%%
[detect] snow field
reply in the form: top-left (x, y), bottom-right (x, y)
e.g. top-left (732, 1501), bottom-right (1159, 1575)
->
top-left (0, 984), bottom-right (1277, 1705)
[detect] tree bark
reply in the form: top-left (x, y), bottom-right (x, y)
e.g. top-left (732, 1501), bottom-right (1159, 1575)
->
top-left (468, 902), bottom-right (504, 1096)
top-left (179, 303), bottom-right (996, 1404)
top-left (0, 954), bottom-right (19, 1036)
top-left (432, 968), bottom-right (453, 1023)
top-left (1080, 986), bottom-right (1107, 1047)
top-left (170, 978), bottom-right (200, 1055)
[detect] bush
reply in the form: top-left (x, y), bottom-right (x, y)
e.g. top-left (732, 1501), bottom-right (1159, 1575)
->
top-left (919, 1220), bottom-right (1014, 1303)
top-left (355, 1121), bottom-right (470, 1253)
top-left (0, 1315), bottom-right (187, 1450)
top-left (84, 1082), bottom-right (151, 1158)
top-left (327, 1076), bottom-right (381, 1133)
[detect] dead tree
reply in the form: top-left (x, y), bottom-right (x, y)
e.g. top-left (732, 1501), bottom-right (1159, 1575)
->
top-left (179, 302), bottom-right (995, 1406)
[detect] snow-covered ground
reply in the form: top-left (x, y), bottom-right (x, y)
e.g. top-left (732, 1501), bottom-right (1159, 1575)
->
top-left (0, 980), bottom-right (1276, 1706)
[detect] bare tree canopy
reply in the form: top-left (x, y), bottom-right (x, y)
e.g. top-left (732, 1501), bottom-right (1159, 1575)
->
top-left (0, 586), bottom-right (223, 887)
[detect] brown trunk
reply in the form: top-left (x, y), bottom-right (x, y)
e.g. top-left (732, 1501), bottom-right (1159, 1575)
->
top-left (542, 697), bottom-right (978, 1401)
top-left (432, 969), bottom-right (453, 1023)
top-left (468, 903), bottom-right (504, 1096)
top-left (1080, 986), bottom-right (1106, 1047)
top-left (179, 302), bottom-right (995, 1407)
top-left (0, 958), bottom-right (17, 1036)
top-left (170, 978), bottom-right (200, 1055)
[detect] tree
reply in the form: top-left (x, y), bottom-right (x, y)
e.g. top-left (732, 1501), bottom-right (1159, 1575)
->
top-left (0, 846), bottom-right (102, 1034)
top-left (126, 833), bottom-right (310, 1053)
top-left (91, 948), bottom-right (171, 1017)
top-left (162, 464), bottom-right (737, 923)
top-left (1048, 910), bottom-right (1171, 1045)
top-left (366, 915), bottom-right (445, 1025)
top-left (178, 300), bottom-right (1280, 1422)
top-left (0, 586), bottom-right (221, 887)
%%
Please copy, without any change, the lines of the material from the first through the one containing "[detect] bush". Write nothing else.

[detect] snow field
reply in the form: top-left (x, y), bottom-right (x, y)
e.g. top-left (732, 1501), bottom-right (1159, 1575)
->
top-left (0, 984), bottom-right (1277, 1705)
[detect] tree bark
reply in the form: top-left (x, y), bottom-right (x, y)
e.g. top-left (732, 1501), bottom-right (1159, 1575)
->
top-left (468, 902), bottom-right (504, 1096)
top-left (179, 303), bottom-right (996, 1404)
top-left (0, 954), bottom-right (19, 1036)
top-left (432, 968), bottom-right (453, 1023)
top-left (1080, 986), bottom-right (1107, 1047)
top-left (170, 978), bottom-right (200, 1055)
[detect] bush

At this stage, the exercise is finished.